- [Extrait cité]
────────────────────

Je ne serais pas arrivée là si…

Si mon père ne m'avait pas offert une guitare lorsque j'ai été reçue au bac. Ma mère avait voulu qu'il fasse un geste pour l'occasion. Elle n'avait aucuns moyens, elle savait qu'il en avait bien davantage, et m'avait demandé ce qui me ferait plaisir. J'ai hésité entre une guitare et un petit poste transistor – car j'écoutais avec passion, sur le poste familial, une station anglaise qui diffusait non-stop de la pop music, les Shadows, Elvis Presley, Brenda Lee… J'ai choisi la guitare.


Vous saviez en jouer ?

Pas du tout ! Je ne connaissais rien en musique. Et mon choix me reste à ce jour incompréhensible. Sauf à penser qu'il m'a été soufflé… Un ange gardien ou des forces invisibles aident parfois à forcer le destin. En tout cas, ce fut déterminant. J'ai appris seule trois ou quatre accords, grâce à la petite méthode livrée avec la guitare. Et c'est ainsi qu'en faisant guiling guiling, j'ai fini par composer – cela me paraît un bien grand mot – Tous les garçons et les filles. Vous savez, ce n'est pas très compliqué. Tout est joué sur la même note : tatatata…


Cela vous a pris combien de temps ?

────────────────────

(Entrées de pointage et d'étiquetage)
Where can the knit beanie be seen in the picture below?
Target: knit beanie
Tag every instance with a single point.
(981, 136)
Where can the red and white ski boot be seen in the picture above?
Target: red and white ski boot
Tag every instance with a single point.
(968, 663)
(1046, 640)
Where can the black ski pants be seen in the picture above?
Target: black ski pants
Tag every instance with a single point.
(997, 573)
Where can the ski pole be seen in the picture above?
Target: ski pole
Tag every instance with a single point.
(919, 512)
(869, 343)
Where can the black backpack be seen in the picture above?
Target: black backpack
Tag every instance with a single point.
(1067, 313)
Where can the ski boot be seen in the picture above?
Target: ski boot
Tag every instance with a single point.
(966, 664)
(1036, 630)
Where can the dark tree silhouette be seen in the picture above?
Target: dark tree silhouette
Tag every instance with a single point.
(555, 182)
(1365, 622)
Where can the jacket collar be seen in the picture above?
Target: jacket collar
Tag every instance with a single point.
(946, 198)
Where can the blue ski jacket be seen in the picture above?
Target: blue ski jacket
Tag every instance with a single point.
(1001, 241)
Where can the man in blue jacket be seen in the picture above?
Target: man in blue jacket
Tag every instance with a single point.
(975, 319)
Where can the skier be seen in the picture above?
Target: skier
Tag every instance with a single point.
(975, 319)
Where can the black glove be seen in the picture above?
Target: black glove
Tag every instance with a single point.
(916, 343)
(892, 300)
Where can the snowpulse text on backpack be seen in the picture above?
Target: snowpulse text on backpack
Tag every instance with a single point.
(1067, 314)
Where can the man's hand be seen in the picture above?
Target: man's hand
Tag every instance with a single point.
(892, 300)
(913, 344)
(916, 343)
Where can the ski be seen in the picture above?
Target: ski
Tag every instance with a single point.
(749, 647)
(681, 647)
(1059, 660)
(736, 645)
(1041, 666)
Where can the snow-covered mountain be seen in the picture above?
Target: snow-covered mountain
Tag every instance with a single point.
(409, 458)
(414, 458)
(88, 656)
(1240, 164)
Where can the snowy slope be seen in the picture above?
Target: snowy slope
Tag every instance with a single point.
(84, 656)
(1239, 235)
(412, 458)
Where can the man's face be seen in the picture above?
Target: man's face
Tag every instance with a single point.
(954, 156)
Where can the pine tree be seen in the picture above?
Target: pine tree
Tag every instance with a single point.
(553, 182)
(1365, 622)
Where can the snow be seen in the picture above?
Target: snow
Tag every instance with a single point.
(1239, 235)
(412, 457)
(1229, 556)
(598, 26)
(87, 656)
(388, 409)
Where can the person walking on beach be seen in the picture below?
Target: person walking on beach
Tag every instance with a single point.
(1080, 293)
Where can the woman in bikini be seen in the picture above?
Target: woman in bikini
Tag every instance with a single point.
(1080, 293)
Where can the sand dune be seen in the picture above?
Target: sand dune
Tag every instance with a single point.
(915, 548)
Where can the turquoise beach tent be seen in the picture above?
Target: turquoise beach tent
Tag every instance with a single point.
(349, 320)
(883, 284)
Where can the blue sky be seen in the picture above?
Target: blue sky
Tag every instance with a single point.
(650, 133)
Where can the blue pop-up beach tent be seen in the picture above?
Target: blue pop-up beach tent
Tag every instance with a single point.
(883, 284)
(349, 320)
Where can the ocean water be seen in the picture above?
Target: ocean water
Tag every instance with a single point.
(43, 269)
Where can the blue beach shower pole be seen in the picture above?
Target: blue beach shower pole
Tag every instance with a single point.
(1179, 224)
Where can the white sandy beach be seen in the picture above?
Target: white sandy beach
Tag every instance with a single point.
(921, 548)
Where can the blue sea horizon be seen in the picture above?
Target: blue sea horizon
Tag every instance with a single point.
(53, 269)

────────────────────

- [Consignes]
• a. Recopiez l'extrait entre « Vous saviez en » et « combien de temps ? », inclus, en y remplaçant « guitare » par « mandoline ».
• b. Répondez brièvement à chaque question d'après l'extrait.
(i) Entre quels deux cadeaux la personne interrogée a-t-elle hésité ?
(ii) Combien d'accords dit-elle avoir appris seule ?
(iii) Quelle chanson a-t-elle fini par composer ?

- [Réponses par tâche]
• a.
Vous saviez en jouer ?

Pas du tout ! Je ne connaissais rien en musique. Et mon choix me reste à ce jour incompréhensible. Sauf à penser qu'il m'a été soufflé… Un ange gardien ou des forces invisibles aident parfois à forcer le destin. En tout cas, ce fut déterminant. J'ai appris seule trois ou quatre accords, grâce à la petite méthode livrée avec la mandoline. Et c'est ainsi qu'en faisant guiling guiling, j'ai fini par composer – cela me paraît un bien grand mot – Tous les garçons et les filles. Vous savez, ce n'est pas très compliqué. Tout est joué sur la même note : tatatata…


Cela vous a pris combien de temps ?

• b.
(i) Entre une guitare et un petit poste transistor.
(ii) Trois ou quatre.
(iii) Tous les garçons et les filles.